Nothing before the line containing "det: grass patch" belongs in the answer; quote that line and all lines after it through the end of the material, word for word.

---*---

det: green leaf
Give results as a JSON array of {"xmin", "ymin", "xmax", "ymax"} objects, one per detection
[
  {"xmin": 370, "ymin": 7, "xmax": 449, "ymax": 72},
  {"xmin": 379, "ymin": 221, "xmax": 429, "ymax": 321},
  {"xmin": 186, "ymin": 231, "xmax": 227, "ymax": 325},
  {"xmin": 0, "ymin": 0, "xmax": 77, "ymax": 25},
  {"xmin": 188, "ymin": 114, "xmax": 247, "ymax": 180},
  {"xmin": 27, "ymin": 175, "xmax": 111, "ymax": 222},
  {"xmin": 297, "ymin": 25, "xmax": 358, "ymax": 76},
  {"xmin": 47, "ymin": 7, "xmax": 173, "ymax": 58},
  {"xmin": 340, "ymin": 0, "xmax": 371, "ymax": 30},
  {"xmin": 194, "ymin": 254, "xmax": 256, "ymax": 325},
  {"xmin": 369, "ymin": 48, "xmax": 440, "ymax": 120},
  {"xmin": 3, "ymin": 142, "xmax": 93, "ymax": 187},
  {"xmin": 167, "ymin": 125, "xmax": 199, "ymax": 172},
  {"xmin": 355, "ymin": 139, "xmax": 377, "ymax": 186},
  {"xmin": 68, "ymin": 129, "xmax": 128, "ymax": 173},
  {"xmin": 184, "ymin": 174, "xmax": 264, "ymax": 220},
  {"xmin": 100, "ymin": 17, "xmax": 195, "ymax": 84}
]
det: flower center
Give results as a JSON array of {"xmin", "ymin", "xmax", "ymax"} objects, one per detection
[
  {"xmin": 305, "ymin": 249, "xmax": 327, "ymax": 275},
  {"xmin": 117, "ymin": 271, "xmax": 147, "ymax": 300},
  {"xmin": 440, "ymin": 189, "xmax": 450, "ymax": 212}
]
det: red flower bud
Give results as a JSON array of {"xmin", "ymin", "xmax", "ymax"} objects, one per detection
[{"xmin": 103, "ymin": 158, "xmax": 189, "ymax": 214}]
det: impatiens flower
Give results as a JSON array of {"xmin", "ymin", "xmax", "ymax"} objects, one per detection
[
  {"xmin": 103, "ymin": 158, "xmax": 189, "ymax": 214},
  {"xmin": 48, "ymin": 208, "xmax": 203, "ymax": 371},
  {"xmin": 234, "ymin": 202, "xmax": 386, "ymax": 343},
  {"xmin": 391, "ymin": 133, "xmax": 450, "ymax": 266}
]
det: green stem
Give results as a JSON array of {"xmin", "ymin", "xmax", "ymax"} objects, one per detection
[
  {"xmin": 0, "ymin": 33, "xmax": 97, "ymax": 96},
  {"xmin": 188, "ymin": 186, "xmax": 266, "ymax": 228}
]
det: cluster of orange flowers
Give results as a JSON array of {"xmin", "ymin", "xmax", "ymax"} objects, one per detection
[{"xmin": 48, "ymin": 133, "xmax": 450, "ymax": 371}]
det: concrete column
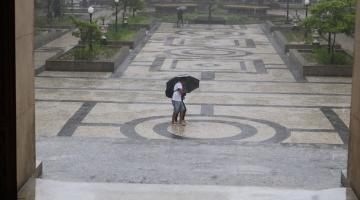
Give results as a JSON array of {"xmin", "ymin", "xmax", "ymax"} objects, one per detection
[
  {"xmin": 15, "ymin": 0, "xmax": 36, "ymax": 190},
  {"xmin": 348, "ymin": 3, "xmax": 360, "ymax": 197}
]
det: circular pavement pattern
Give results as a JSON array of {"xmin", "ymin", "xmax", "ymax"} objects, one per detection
[{"xmin": 120, "ymin": 115, "xmax": 290, "ymax": 143}]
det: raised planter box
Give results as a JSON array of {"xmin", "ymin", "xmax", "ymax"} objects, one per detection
[
  {"xmin": 45, "ymin": 46, "xmax": 129, "ymax": 72},
  {"xmin": 265, "ymin": 20, "xmax": 292, "ymax": 33},
  {"xmin": 289, "ymin": 49, "xmax": 352, "ymax": 77},
  {"xmin": 34, "ymin": 29, "xmax": 70, "ymax": 49},
  {"xmin": 109, "ymin": 19, "xmax": 156, "ymax": 30},
  {"xmin": 190, "ymin": 17, "xmax": 226, "ymax": 24},
  {"xmin": 224, "ymin": 5, "xmax": 269, "ymax": 16},
  {"xmin": 107, "ymin": 29, "xmax": 146, "ymax": 49},
  {"xmin": 154, "ymin": 4, "xmax": 197, "ymax": 14},
  {"xmin": 273, "ymin": 31, "xmax": 341, "ymax": 53}
]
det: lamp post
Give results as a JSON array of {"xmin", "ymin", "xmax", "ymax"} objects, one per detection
[
  {"xmin": 114, "ymin": 0, "xmax": 119, "ymax": 32},
  {"xmin": 286, "ymin": 0, "xmax": 290, "ymax": 23},
  {"xmin": 88, "ymin": 6, "xmax": 94, "ymax": 50},
  {"xmin": 304, "ymin": 0, "xmax": 310, "ymax": 17},
  {"xmin": 88, "ymin": 6, "xmax": 94, "ymax": 23},
  {"xmin": 122, "ymin": 0, "xmax": 128, "ymax": 24}
]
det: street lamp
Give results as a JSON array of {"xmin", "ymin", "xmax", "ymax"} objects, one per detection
[
  {"xmin": 286, "ymin": 0, "xmax": 290, "ymax": 23},
  {"xmin": 88, "ymin": 6, "xmax": 94, "ymax": 23},
  {"xmin": 114, "ymin": 0, "xmax": 119, "ymax": 32},
  {"xmin": 304, "ymin": 0, "xmax": 310, "ymax": 17}
]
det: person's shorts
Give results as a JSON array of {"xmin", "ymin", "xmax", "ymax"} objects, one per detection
[{"xmin": 172, "ymin": 101, "xmax": 185, "ymax": 113}]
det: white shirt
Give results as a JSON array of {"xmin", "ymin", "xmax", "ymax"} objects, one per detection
[{"xmin": 172, "ymin": 82, "xmax": 182, "ymax": 101}]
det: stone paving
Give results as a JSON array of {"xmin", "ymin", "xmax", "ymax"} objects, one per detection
[{"xmin": 35, "ymin": 23, "xmax": 351, "ymax": 188}]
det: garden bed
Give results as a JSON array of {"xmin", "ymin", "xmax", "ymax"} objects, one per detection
[
  {"xmin": 289, "ymin": 49, "xmax": 352, "ymax": 77},
  {"xmin": 224, "ymin": 5, "xmax": 269, "ymax": 16},
  {"xmin": 265, "ymin": 20, "xmax": 292, "ymax": 33},
  {"xmin": 34, "ymin": 29, "xmax": 70, "ymax": 49},
  {"xmin": 45, "ymin": 46, "xmax": 129, "ymax": 72},
  {"xmin": 273, "ymin": 30, "xmax": 341, "ymax": 53},
  {"xmin": 107, "ymin": 28, "xmax": 146, "ymax": 49},
  {"xmin": 190, "ymin": 16, "xmax": 226, "ymax": 24},
  {"xmin": 154, "ymin": 4, "xmax": 197, "ymax": 14}
]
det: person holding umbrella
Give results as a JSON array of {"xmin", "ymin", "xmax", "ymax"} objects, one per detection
[
  {"xmin": 165, "ymin": 75, "xmax": 200, "ymax": 125},
  {"xmin": 171, "ymin": 80, "xmax": 185, "ymax": 125}
]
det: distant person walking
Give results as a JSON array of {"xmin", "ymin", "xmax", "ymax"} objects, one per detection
[
  {"xmin": 171, "ymin": 81, "xmax": 185, "ymax": 125},
  {"xmin": 176, "ymin": 8, "xmax": 184, "ymax": 28}
]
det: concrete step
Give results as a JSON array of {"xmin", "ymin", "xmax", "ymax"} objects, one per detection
[{"xmin": 19, "ymin": 179, "xmax": 356, "ymax": 200}]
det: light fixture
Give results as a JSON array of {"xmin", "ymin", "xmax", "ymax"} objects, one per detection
[{"xmin": 88, "ymin": 6, "xmax": 94, "ymax": 14}]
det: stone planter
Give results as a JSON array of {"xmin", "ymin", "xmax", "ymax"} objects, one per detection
[
  {"xmin": 265, "ymin": 20, "xmax": 292, "ymax": 33},
  {"xmin": 190, "ymin": 17, "xmax": 226, "ymax": 24},
  {"xmin": 107, "ymin": 29, "xmax": 146, "ymax": 49},
  {"xmin": 34, "ymin": 29, "xmax": 70, "ymax": 49},
  {"xmin": 109, "ymin": 20, "xmax": 156, "ymax": 30},
  {"xmin": 273, "ymin": 31, "xmax": 341, "ymax": 53},
  {"xmin": 154, "ymin": 4, "xmax": 197, "ymax": 14},
  {"xmin": 45, "ymin": 46, "xmax": 129, "ymax": 72},
  {"xmin": 289, "ymin": 49, "xmax": 352, "ymax": 77},
  {"xmin": 224, "ymin": 5, "xmax": 269, "ymax": 16}
]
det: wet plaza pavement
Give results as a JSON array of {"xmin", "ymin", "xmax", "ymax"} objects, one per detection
[{"xmin": 35, "ymin": 24, "xmax": 351, "ymax": 189}]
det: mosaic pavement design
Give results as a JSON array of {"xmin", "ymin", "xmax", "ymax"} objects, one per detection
[{"xmin": 35, "ymin": 24, "xmax": 351, "ymax": 145}]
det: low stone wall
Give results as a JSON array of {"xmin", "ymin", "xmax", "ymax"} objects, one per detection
[
  {"xmin": 265, "ymin": 20, "xmax": 292, "ymax": 33},
  {"xmin": 154, "ymin": 4, "xmax": 197, "ymax": 14},
  {"xmin": 273, "ymin": 31, "xmax": 341, "ymax": 53},
  {"xmin": 109, "ymin": 20, "xmax": 156, "ymax": 30},
  {"xmin": 45, "ymin": 46, "xmax": 129, "ymax": 72},
  {"xmin": 107, "ymin": 29, "xmax": 146, "ymax": 49},
  {"xmin": 190, "ymin": 17, "xmax": 226, "ymax": 24},
  {"xmin": 34, "ymin": 29, "xmax": 70, "ymax": 49},
  {"xmin": 224, "ymin": 5, "xmax": 269, "ymax": 16},
  {"xmin": 289, "ymin": 49, "xmax": 352, "ymax": 77}
]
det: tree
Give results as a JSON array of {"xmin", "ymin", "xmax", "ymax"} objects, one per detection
[
  {"xmin": 302, "ymin": 0, "xmax": 355, "ymax": 63},
  {"xmin": 129, "ymin": 0, "xmax": 145, "ymax": 17},
  {"xmin": 70, "ymin": 16, "xmax": 102, "ymax": 51}
]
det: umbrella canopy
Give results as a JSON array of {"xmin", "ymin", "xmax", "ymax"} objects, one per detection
[
  {"xmin": 166, "ymin": 75, "xmax": 200, "ymax": 93},
  {"xmin": 176, "ymin": 6, "xmax": 186, "ymax": 10}
]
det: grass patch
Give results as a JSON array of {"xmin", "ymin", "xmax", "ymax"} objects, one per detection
[
  {"xmin": 106, "ymin": 27, "xmax": 138, "ymax": 40},
  {"xmin": 302, "ymin": 48, "xmax": 353, "ymax": 65},
  {"xmin": 59, "ymin": 44, "xmax": 119, "ymax": 60},
  {"xmin": 281, "ymin": 31, "xmax": 313, "ymax": 44}
]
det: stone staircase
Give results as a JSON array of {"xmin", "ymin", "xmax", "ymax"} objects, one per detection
[{"xmin": 18, "ymin": 179, "xmax": 356, "ymax": 200}]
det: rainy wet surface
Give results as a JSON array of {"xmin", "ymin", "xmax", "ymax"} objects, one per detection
[{"xmin": 35, "ymin": 23, "xmax": 351, "ymax": 189}]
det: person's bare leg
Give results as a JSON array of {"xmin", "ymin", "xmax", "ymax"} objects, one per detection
[
  {"xmin": 179, "ymin": 112, "xmax": 185, "ymax": 126},
  {"xmin": 171, "ymin": 112, "xmax": 178, "ymax": 124}
]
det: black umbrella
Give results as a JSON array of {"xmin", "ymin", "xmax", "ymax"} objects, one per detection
[{"xmin": 166, "ymin": 75, "xmax": 200, "ymax": 93}]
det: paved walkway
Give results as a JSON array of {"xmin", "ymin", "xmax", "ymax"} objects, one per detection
[{"xmin": 36, "ymin": 24, "xmax": 351, "ymax": 189}]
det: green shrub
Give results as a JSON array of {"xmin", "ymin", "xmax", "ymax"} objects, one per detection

---*---

### SOLUTION TO THIS EXERCISE
det: grass patch
Give results as a JSON array of {"xmin", "ymin", "xmax", "ymax"} objects, one per detection
[
  {"xmin": 106, "ymin": 27, "xmax": 138, "ymax": 40},
  {"xmin": 302, "ymin": 48, "xmax": 353, "ymax": 65},
  {"xmin": 59, "ymin": 44, "xmax": 119, "ymax": 60},
  {"xmin": 281, "ymin": 31, "xmax": 313, "ymax": 44}
]
det: stone staircase
Give results as a JSON array of {"xmin", "ymin", "xmax", "ymax"} objects, one per detection
[{"xmin": 18, "ymin": 179, "xmax": 356, "ymax": 200}]
det: rainy wet surface
Give results as a JSON array of {"xmin", "ymin", "xmax", "ymax"} objects, one per detection
[{"xmin": 35, "ymin": 23, "xmax": 351, "ymax": 189}]
det: person's bare leg
Give results as a JSON array of {"xmin", "ymin", "xmax", "ymax"} objects, one per detection
[
  {"xmin": 179, "ymin": 112, "xmax": 185, "ymax": 126},
  {"xmin": 171, "ymin": 112, "xmax": 178, "ymax": 124}
]
det: black umbrella
Give results as a JSON array of {"xmin", "ymin", "xmax", "ymax"} objects, one per detection
[{"xmin": 166, "ymin": 75, "xmax": 200, "ymax": 93}]
det: paved walkway
Give results as a JSON array of {"xmin", "ymin", "xmax", "ymax"} objects, one per detection
[{"xmin": 36, "ymin": 24, "xmax": 351, "ymax": 189}]
det: green shrub
Give results as a JSON array of {"xmin", "ymin", "xmax", "ymax"} objects, one per detection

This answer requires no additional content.